# Task A:
According to the article on Guan Chong Bhd's results, what was the group's net profit for the third quarter ended Sept 30, 2020?
# Task B:
From the article on Guan Chong Bhd's results, set down the passage starting at "Tax expenses, which" and ending at "from RM2.15 billion.".

# Excerpt to read:
┄┄┄┄┄┄
Friday 19 Apr 2024
By
main news image

KUALA LUMPUR (Nov 23): Guan Chong Bhd, the world's fourth largest cocoa grinder, reported a 23% year-on-year decline in its net profit for the third quarter ended Sept 30, 2020 (3QFY20), as lower sales of cocoa ingredients and narrower margins weighed on earnings.

Tax expenses, which rose 19% to RM11.68 million from RM9.78, also crimped profitability, its stock exhange filing today showed. Consequently, the quarter's net profit sank to RM46.78 million from RM60.53 million, despite revenue coming in 13% higher at RM841.59 million versus RM744.61 million previously.

The revenue rise was due to higher average selling prices of cocoa ingredients and contribution from its Germany-based industrial chocolate production under Schokinag Holding GmbH, which it acquired recently.

For the cumulative nine months ended Sept 2020, however, the group saw a marginal 1% y-o-y net profit gain to RM175.92 million from RM174.67 million, while revenue improved 24% y-o-y to RM2.66 billion from RM2.15 billion.

The group declared a second interim dividend of 1.5 sen per share, payable on Jan 20, 2021. This brings its year-to-date dividend declared to 2.5 sen per share, versus 4.0 sen previously.

In a press statement, Guan Chong’s managing director and chief executive officer Brandon Tay Hoe Lian said the group remains optimistic of sustaining profitability in FY20, given the forward sales committed by its clients despite the escalation of the Covid-19 pandemic in various markets, globally.
┄┄┄┄┄┄
Stored items from a collection
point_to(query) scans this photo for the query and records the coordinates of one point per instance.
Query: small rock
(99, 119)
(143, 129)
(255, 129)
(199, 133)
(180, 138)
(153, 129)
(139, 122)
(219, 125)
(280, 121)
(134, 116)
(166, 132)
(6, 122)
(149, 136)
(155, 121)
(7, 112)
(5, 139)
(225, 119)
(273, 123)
┄┄┄┄┄┄
# Exercise result A:
RM46.78 million.

# Exercise result B:
Tax expenses, which rose 19% to RM11.68 million from RM9.78, also crimped profitability, its stock exhange filing today showed. Consequently, the quarter's net profit sank to RM46.78 million from RM60.53 million, despite revenue coming in 13% higher at RM841.59 million versus RM744.61 million previously.

The revenue rise was due to higher average selling prices of cocoa ingredients and contribution from its Germany-based industrial chocolate production under Schokinag Holding GmbH, which it acquired recently.

For the cumulative nine months ended Sept 2020, however, the group saw a marginal 1% y-o-y net profit gain to RM175.92 million from RM174.67 million, while revenue improved 24% y-o-y to RM2.66 billion from RM2.15 billion.